Trondheim
When this appears, Phoebe-Lou Adams, the literary editor of the ATLANTIC,will be experiencing at firsthand what the winter in Finland feels like. This is the sixth of her articles on Scandinavia, and we hope there will be more.
BERGEN is the birthplace of Grieg and the town where Ibsen began his professional career in the theater. It maintains an annual music festival and a waterfront which, casually dug into some time back, proved to be made land — a fact long since forgotten by the locals. Since medieval Norwegians did not insist on clean fill, this ground is full of enlightening trash, and archaeologists rooting in the streets have become an established tourist attraction. A visit to Bergen is recommended by all proper citizens of Oslo. I took a ticket to Trondheim.
This move was only partly due to contrariness. My mind was corrupted by juvenile reading of Henry Wadsworth Longfellow, who, in case nobody else alive recalls it, once wrote a sequence of ballads based on Snorri Sturluson’s history of the early Norse kings. Mr. Longfellow’s hero was Olaf Tryggvason, but the tale began with the troubles of his predecessor.
Danger and shame and death betide me!
For Olaf the King is hunting me down
Through field and forest, through thorp and town!”
Thus cried Jarl Hakon
To Thora, the fairest of women.
Since Olaf was plainly a bloody-handed ruffian and Hakon’s previous conduct was never mentioned (it was not of the sort that Mr. Longfellow’s contemporary readers would have tolerated, and indeed, still distresses the writers of Norwegian guidebooks), my infant sympathies settled with the unlucky earl. They are still with him. It strikes me as unfair that a man should lose his head after going to the trouble of hiding under a pigsty.
Hakon of Lade was handsome, “a deadly man at arms,” a clever politician, and notably generous in an age that expected its great men to scatter gold like a tree shedding leaves. He was also ferocious, as quick to betray a friend as to ambush an enemy, and so incorrigibly woman-crazy that even Viking eyebrows were raised. It is, however, just possible that as a worshiper of Odin the Great, the deceiver, the shape-changer, Hakon himself considered his behavior reasonably virtuous.
It was at least consistent. Many of the kings in Sturluson’s history are shadowy figures engaged in ambiguous scuffles, but the doings of Hakon Sigurdson, who never was a king at all, are understandable. He had inherited Lade, which meant the district around Trondheimfjord and the loyalty of its notoriously hard-fighting inhabitants, and he meant to hold it. He had also inherited a simmering religious quarrel. Both these legacies came from his father, Sigurdjarl of Lade, who had an itch for kingmaking.
The king Sigurd made was a good one but also a Christian, and when, in the brusque fashion of the times, he was killed by ambitious cousins, a certain number of converts remained in the country. Young Hakon Sigurdson, inheriting Lade (the new Erikson regime had quickly murdered Sigurdjarl), stood by the old religion. It took him time to avenge his father’s death, but eventually, by an ingenious piece of treachery involving the king of Denmark, he swept the whole Erikson tribe out of the country and ruled the place himself, as viceroy to the Danish crown. He had sold Norway into vassalage, but he still had Trondheim and his head.
==========
▸ Given problem 1
Select each line of the rows that contains the word "paved".
==========
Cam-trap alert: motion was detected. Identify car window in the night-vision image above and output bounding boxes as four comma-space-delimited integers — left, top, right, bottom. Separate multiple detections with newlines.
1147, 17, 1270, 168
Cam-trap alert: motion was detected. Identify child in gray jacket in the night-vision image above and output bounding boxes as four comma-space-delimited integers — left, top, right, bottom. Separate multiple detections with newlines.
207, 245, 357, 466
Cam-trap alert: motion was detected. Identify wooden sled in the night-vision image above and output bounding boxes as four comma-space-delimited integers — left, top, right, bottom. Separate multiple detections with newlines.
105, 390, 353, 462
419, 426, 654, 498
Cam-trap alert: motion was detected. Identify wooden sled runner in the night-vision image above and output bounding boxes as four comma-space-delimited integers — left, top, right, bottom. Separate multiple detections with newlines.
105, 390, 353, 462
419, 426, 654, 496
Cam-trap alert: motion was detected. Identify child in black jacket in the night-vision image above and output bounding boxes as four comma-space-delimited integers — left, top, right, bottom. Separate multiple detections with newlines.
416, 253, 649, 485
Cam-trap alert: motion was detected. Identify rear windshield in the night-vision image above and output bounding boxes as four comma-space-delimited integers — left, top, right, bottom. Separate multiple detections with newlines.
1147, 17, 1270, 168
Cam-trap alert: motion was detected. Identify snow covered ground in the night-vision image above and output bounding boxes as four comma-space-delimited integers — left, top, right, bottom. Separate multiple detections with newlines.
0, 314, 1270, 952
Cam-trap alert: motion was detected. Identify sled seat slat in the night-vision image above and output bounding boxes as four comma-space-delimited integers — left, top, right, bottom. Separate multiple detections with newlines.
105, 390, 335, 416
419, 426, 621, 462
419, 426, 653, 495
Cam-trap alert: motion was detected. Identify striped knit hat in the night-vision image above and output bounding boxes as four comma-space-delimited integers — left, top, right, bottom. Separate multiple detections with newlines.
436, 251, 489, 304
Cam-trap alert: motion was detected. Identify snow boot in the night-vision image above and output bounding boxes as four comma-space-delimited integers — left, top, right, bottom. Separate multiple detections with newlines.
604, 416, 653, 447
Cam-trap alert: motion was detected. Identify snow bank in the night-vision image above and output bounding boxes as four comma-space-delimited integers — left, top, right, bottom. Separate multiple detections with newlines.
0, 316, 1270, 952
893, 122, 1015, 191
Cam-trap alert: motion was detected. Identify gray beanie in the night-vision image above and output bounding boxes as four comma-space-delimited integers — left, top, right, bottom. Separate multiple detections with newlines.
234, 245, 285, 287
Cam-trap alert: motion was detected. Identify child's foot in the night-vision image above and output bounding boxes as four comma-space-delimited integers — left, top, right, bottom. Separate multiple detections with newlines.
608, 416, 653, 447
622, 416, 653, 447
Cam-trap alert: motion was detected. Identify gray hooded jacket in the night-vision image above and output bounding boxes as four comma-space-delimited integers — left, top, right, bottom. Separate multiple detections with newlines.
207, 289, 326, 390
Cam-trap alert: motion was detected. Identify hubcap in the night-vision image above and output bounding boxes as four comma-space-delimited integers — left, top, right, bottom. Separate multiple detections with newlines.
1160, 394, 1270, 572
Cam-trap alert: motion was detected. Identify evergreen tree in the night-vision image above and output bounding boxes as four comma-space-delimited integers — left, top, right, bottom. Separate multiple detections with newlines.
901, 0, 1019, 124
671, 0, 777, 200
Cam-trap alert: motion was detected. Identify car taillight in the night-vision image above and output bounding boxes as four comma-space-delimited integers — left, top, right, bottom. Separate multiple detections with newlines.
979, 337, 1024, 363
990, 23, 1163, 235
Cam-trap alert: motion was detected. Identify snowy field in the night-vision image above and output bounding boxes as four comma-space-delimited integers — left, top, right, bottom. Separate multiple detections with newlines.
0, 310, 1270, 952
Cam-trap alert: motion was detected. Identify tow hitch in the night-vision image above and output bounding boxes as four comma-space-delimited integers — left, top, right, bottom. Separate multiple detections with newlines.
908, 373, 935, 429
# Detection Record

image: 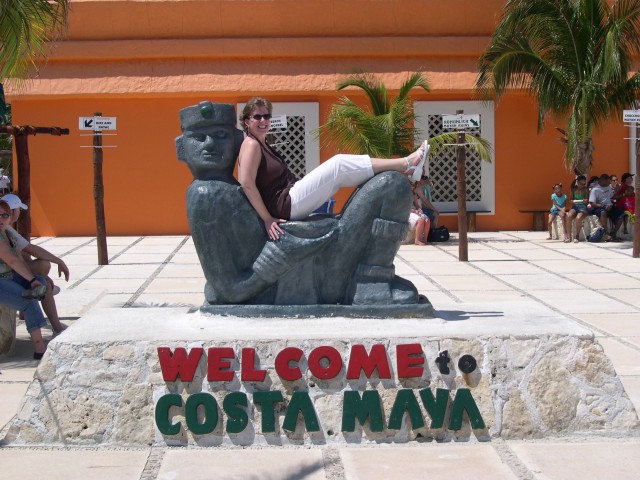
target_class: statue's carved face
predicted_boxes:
[182,125,235,179]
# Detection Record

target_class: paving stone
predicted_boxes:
[0,448,149,480]
[157,448,326,480]
[509,441,640,480]
[340,442,517,480]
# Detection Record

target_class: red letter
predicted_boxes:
[347,343,391,380]
[240,348,267,382]
[308,347,342,380]
[158,347,202,382]
[207,347,234,382]
[396,343,424,378]
[276,347,302,382]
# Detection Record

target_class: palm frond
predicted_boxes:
[476,0,640,173]
[0,0,70,84]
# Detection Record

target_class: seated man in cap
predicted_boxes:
[587,173,625,242]
[2,193,69,333]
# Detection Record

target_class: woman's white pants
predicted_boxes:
[289,154,373,220]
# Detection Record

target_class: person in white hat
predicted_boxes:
[2,193,69,333]
[0,168,11,195]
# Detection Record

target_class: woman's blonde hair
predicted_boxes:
[238,97,273,133]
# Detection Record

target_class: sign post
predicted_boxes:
[78,112,116,265]
[456,110,470,262]
[622,110,640,258]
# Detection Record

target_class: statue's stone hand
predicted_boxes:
[280,218,338,238]
[253,219,338,284]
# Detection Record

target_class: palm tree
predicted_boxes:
[0,0,69,83]
[318,72,491,161]
[476,0,640,174]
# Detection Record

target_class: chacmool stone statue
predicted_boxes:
[175,101,433,317]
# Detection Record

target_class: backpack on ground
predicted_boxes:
[587,227,604,243]
[427,225,449,242]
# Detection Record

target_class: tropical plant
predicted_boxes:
[476,0,640,174]
[317,72,491,161]
[0,0,70,84]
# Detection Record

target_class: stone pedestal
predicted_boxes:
[6,301,638,447]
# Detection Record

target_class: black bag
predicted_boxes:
[427,225,449,242]
[587,227,604,243]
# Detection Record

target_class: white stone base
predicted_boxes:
[5,301,638,446]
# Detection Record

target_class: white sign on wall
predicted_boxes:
[78,117,117,130]
[442,114,480,130]
[271,115,287,130]
[622,110,640,123]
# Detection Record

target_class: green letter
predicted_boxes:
[449,388,485,430]
[342,390,384,432]
[184,392,218,435]
[222,392,249,433]
[253,391,284,433]
[389,388,424,430]
[156,393,182,435]
[420,388,449,428]
[282,392,320,432]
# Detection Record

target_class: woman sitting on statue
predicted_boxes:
[238,97,429,240]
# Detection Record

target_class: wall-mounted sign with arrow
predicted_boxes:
[78,117,117,131]
[442,114,480,130]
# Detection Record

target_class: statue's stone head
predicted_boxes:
[175,101,244,180]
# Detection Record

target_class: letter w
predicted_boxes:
[158,347,203,382]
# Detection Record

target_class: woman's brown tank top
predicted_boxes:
[254,137,297,220]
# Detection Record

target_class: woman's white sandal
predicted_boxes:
[409,140,429,182]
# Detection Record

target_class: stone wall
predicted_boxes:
[6,313,638,446]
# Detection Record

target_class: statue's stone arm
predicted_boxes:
[187,180,338,303]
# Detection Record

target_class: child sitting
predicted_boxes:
[616,185,636,233]
[547,183,571,243]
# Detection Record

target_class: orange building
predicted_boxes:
[7,0,635,236]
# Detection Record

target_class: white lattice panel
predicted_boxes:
[414,100,495,212]
[427,115,482,202]
[267,116,307,178]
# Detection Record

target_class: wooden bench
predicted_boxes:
[440,209,491,232]
[0,305,17,356]
[518,209,549,232]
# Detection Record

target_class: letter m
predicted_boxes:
[158,347,203,382]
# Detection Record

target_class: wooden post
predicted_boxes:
[456,110,469,262]
[0,125,69,240]
[632,139,640,258]
[13,127,31,241]
[93,112,109,265]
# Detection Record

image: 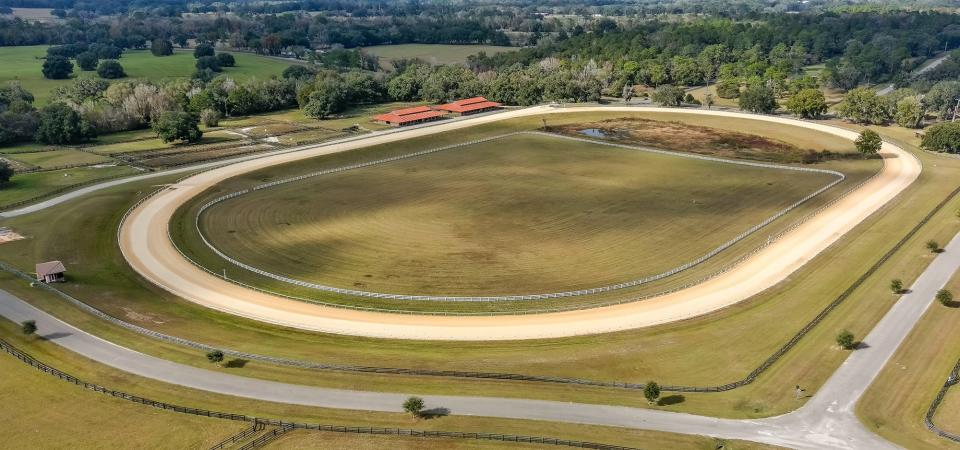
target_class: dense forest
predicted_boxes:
[0,0,960,151]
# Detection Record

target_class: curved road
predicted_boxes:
[120,107,921,340]
[0,235,960,450]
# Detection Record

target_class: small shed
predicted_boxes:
[37,261,67,283]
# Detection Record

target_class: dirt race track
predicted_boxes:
[120,107,922,340]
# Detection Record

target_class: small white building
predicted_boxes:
[37,261,67,283]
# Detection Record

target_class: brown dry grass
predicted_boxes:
[551,118,856,163]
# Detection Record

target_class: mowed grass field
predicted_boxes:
[0,321,777,450]
[363,44,519,68]
[0,166,140,211]
[202,131,836,295]
[0,115,960,420]
[0,45,290,106]
[0,334,245,449]
[173,111,881,313]
[857,206,960,450]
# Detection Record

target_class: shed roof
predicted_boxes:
[37,261,67,277]
[373,106,443,123]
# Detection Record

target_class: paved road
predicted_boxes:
[0,107,510,220]
[0,230,960,449]
[119,106,922,340]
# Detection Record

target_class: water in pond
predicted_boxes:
[580,128,607,137]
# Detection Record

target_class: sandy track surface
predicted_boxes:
[120,107,921,340]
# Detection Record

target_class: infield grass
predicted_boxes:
[172,112,881,313]
[0,118,948,417]
[201,135,837,295]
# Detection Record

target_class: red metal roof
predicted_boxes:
[437,97,501,113]
[387,106,430,116]
[373,106,443,124]
[452,97,487,106]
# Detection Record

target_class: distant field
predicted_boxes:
[0,327,245,449]
[202,135,833,295]
[12,150,112,169]
[0,45,289,105]
[0,166,139,211]
[363,44,519,67]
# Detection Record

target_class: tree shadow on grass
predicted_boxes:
[420,408,450,420]
[223,358,249,369]
[657,394,687,406]
[39,331,73,341]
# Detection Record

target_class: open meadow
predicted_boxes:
[201,130,837,295]
[0,45,291,106]
[172,111,880,312]
[0,113,960,417]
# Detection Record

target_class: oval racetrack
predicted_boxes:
[119,107,921,340]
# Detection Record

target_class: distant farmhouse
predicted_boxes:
[373,97,502,127]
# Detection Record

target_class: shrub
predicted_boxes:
[215,53,237,67]
[403,397,424,417]
[787,89,827,119]
[34,103,97,144]
[740,86,777,114]
[651,84,685,106]
[77,52,100,71]
[197,56,223,72]
[920,122,960,153]
[890,278,903,294]
[854,130,883,155]
[282,65,317,79]
[152,111,203,142]
[643,381,660,404]
[150,39,173,56]
[838,88,893,125]
[207,350,223,364]
[0,161,13,188]
[193,42,214,59]
[717,77,740,98]
[935,289,953,306]
[20,320,37,336]
[200,108,223,127]
[837,330,855,350]
[97,59,127,80]
[42,56,73,80]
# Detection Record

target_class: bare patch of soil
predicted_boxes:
[550,118,846,164]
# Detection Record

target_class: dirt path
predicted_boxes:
[120,107,921,340]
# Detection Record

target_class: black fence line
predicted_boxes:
[0,183,960,393]
[0,108,948,392]
[210,422,264,450]
[923,360,960,442]
[0,169,142,214]
[237,426,293,450]
[0,339,640,450]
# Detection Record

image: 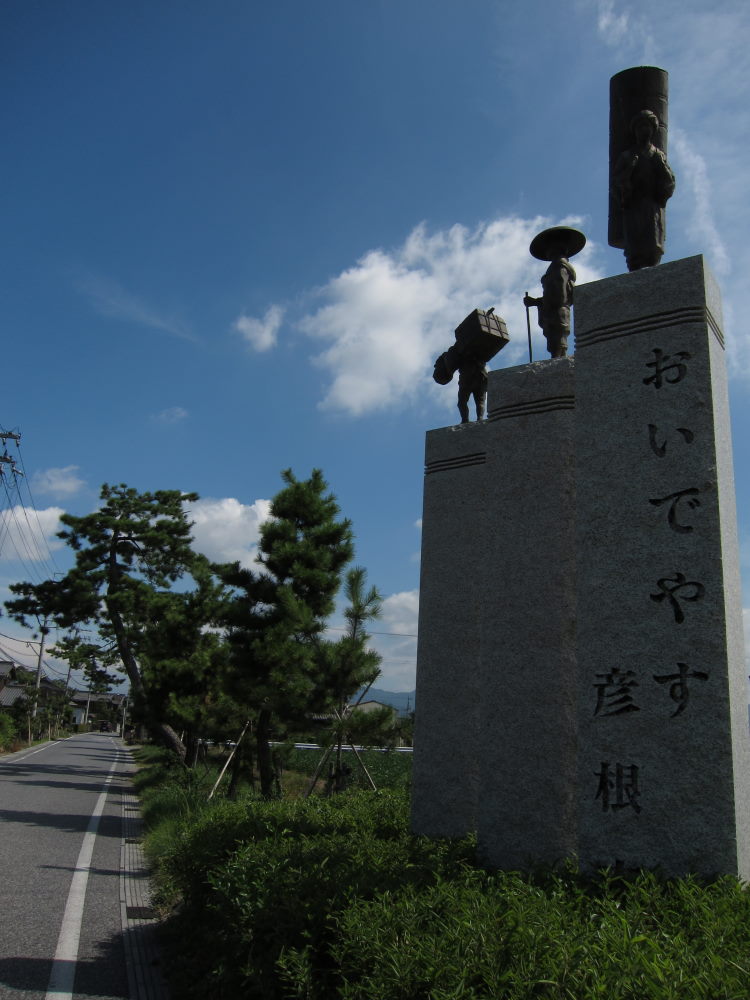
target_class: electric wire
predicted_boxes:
[11,441,61,575]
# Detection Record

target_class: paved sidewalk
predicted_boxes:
[120,752,169,1000]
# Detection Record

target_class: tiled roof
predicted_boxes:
[0,684,26,708]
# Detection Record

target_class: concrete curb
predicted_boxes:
[120,752,169,1000]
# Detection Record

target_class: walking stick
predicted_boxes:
[524,292,534,364]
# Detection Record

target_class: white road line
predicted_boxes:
[45,755,120,1000]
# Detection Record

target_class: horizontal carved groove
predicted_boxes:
[576,306,724,350]
[488,396,575,420]
[424,451,487,476]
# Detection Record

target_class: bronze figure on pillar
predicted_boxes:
[609,66,675,271]
[523,226,586,358]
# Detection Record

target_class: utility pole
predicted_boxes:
[31,616,49,719]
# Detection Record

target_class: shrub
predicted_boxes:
[0,712,18,750]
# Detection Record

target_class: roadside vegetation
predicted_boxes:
[137,749,750,1000]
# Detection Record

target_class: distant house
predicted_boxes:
[0,684,28,709]
[0,660,18,691]
[70,691,126,726]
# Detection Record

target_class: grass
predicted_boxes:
[136,749,750,1000]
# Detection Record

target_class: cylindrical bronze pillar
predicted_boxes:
[607,66,669,250]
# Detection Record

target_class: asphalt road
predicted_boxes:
[0,733,133,1000]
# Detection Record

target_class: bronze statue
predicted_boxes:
[609,66,675,271]
[432,306,510,424]
[523,226,586,358]
[612,110,675,271]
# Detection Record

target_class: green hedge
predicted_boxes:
[0,712,18,750]
[142,756,750,1000]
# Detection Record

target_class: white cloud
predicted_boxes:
[0,505,65,562]
[232,306,284,351]
[31,465,86,497]
[371,590,419,691]
[300,217,601,416]
[152,406,189,424]
[77,275,197,341]
[670,128,730,275]
[187,497,271,568]
[596,0,629,45]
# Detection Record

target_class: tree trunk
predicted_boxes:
[154,722,187,764]
[185,729,198,768]
[256,708,274,799]
[105,584,187,762]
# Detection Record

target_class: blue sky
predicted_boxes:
[0,0,750,690]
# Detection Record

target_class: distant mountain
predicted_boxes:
[352,688,416,714]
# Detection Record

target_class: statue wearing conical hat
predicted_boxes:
[523,226,586,358]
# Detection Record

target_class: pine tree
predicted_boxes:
[5,483,207,758]
[308,566,384,794]
[217,469,353,797]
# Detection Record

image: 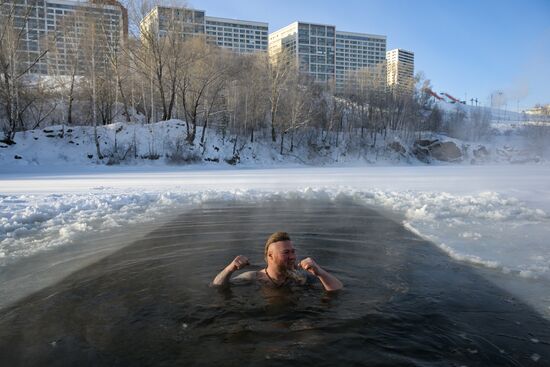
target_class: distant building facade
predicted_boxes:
==========
▸ Given problem 2
From the article on Trondheim, set down the passage that begins at the words "This move was" and stops after "death betide me!".

▸ Full response 1
target_class: paved road
target_class: paved sidewalk

▸ Full response 2
This move was only partly due to contrariness. My mind was corrupted by juvenile reading of Henry Wadsworth Longfellow, who, in case nobody else alive recalls it, once wrote a sequence of ballads based on Snorri Sturluson’s history of the early Norse kings. Mr. Longfellow’s hero was Olaf Tryggvason, but the tale began with the troubles of his predecessor.
Danger and shame and death betide me!